DİSK; “12 Eylül Emeğe Karşı Sermayenin Darbesidir”
İstanbul’daki bir başka eylem adresi ise Kadıköy’dü. 12 Eylül askeri faşist darbesinin hedefindeki işçi örgütlerinden biri olan Devrimci İşçi Sendikaları Konfederasyonu (DİSK); “12 Eylül Emeğe Karşı Sermayenin Darbesidir” şiarıyla İskele Meydanında bir açıklama yaptı.
DİSK Genel Başkanı Arzu Çerkezoğlu yaptığı konuşmada darbeyle birlikte tüm sendikal faaliyetlerin sona erdiğini, grevlerin yasaklandığını, DİSK yöneticilerinin idamla yargılandığını ve DİSK’in 11 yıl faaliyetlerinin durdurulduğunu belirtti. 12 Eylül’e zemin hazırlayan sermayenin DİSK Kurucu Genel Başkanı Kemal Türkler’i katlettiğini hatırlatan Çerkezoğlu; “12 Eylül askeri darbesi sınıf karakteri son derece net olan bir darbedir. 12 Eylül askeri darbesi sermayenin emeğe karşı gerçekleştirdiği bir darbedir” dedi.

_İstenenler_
a – DİSK'in Kadıköy açıklamasını aktaran metinde Çerkezoğlu'nun darbeyle birlikte yaşandığını söylediği her şeyi sıralayın.
b – DİSK'in Kadıköy açıklamasını aktaran metni son cümlesinden itibaren sürdürün.
Veriler, metinden bağımsız ayrı bir malzemedir.

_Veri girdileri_
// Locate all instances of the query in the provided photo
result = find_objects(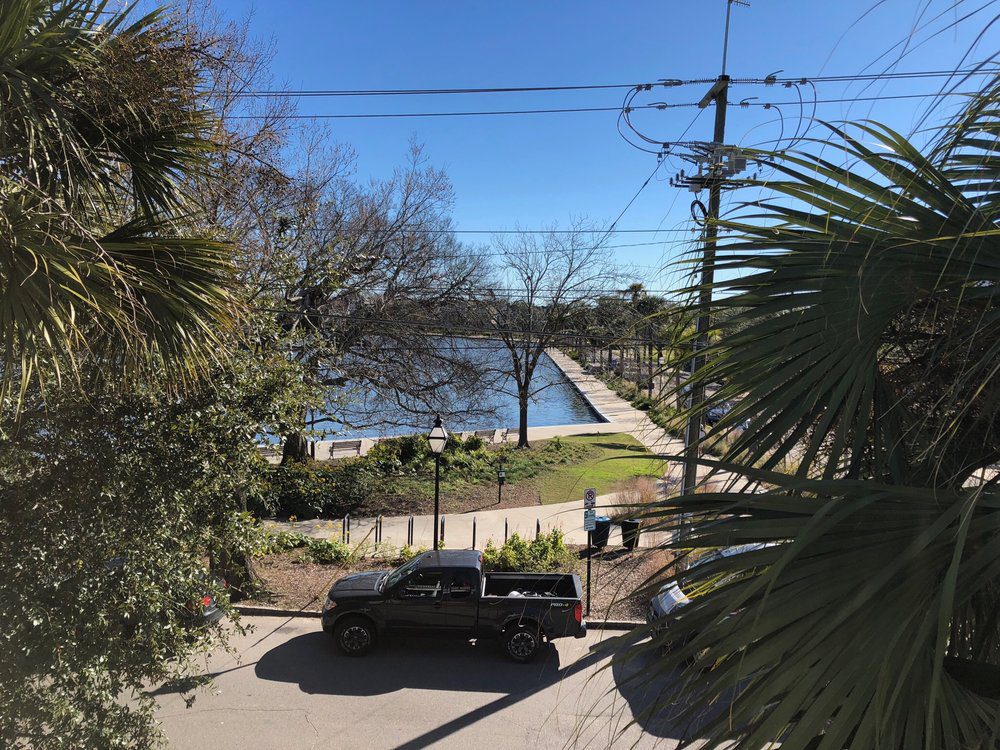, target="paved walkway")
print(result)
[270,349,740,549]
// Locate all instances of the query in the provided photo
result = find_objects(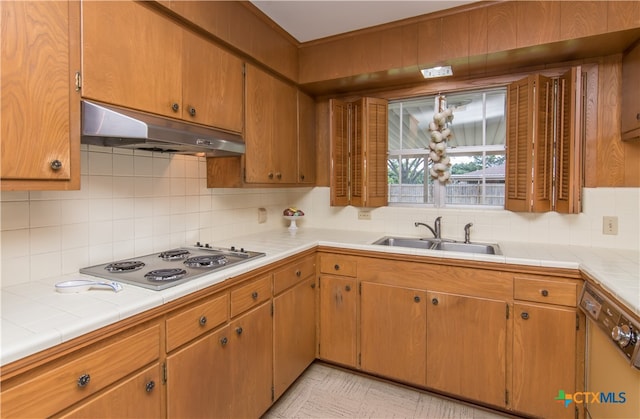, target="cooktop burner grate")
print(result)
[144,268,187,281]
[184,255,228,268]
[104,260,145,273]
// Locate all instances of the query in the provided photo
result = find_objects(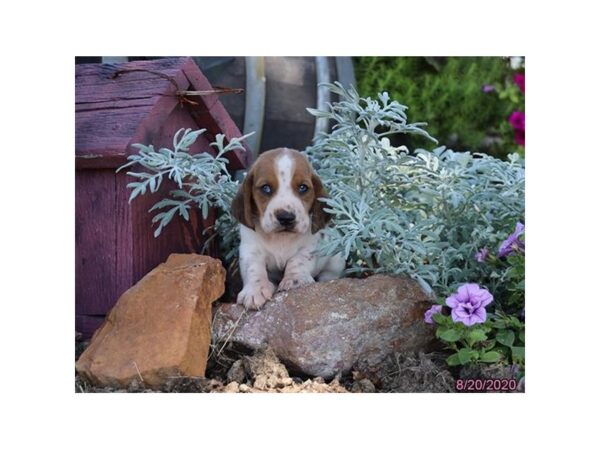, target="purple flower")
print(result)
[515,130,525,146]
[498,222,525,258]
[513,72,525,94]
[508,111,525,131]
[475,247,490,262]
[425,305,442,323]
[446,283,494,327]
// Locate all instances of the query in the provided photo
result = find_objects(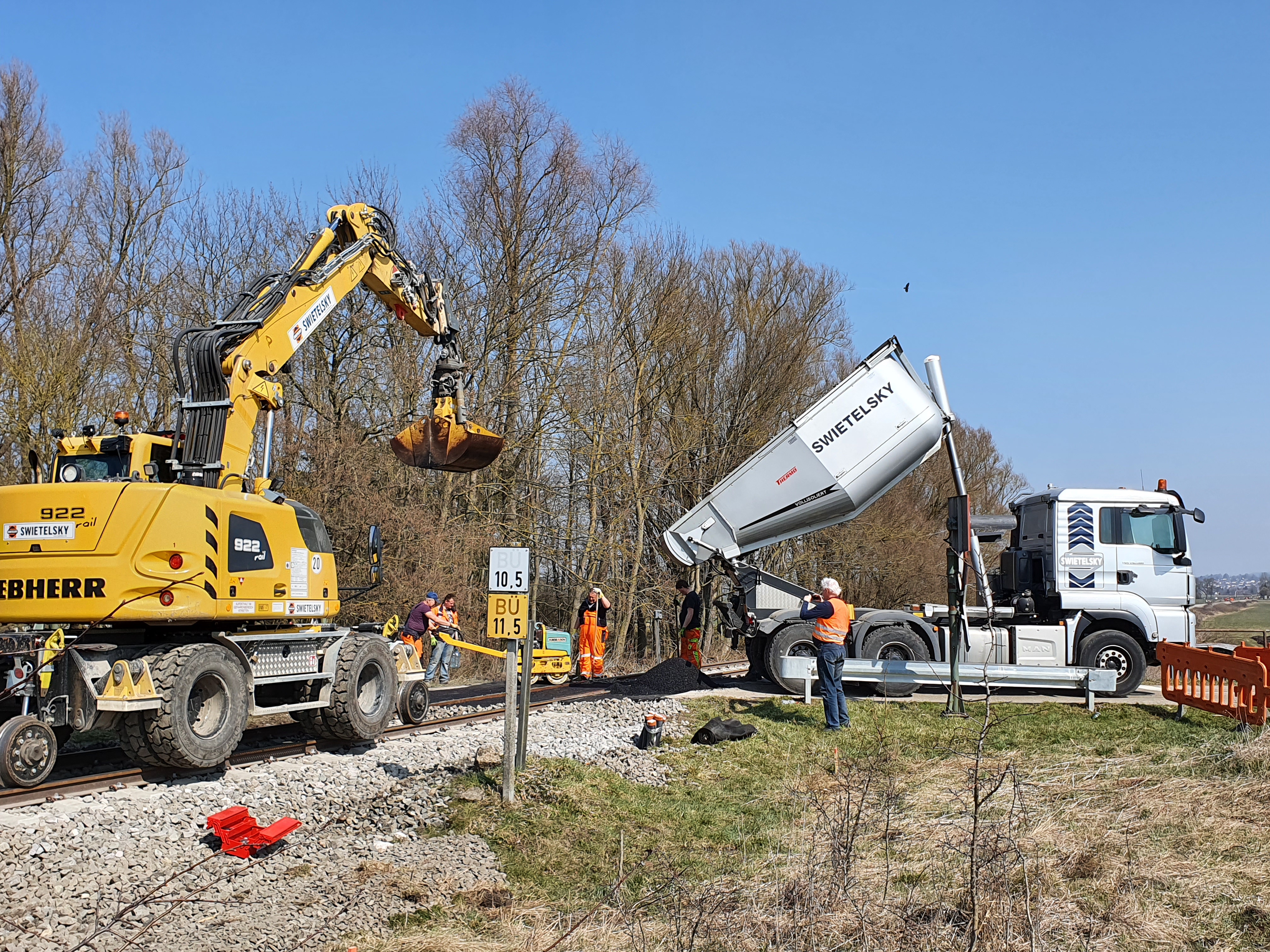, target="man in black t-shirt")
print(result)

_Son cevaplar_
a –
- Tüm sendikal faaliyetler sona erdi.
- Grevler yasaklandı.
- DİSK yöneticileri idamla yargılandı.
- DİSK'in faaliyetleri 11 yıl durduruldu.

b –
Çerkezoğlu’nun konuşmasının ardından DİSK Araştırma Dairesi tarafından hazırlanan “40 Yıldır 12 Eylül: Emeğe Karşı Sermaye Darbesi” başlıklı rapordan başlıklar sıralandı. 12 Eylül’ün ağır sonuçlarının işçi sınıfı açısından aradan 40 yıl geçmiş olsa da sürdüğünü vurgulayan DİSK-AR raporundan kimi başlıklar şöyle:
- Sendikalar 40 yıldır baskı altında: 12 Eylül ile lokavt ve grev yasakları anayasaya girdi, hak grevi yasaklandı, sendikalara siyaset yasağı getirildi. Sendika kurmak ve sendikal faaliyet zorlaştırıldı.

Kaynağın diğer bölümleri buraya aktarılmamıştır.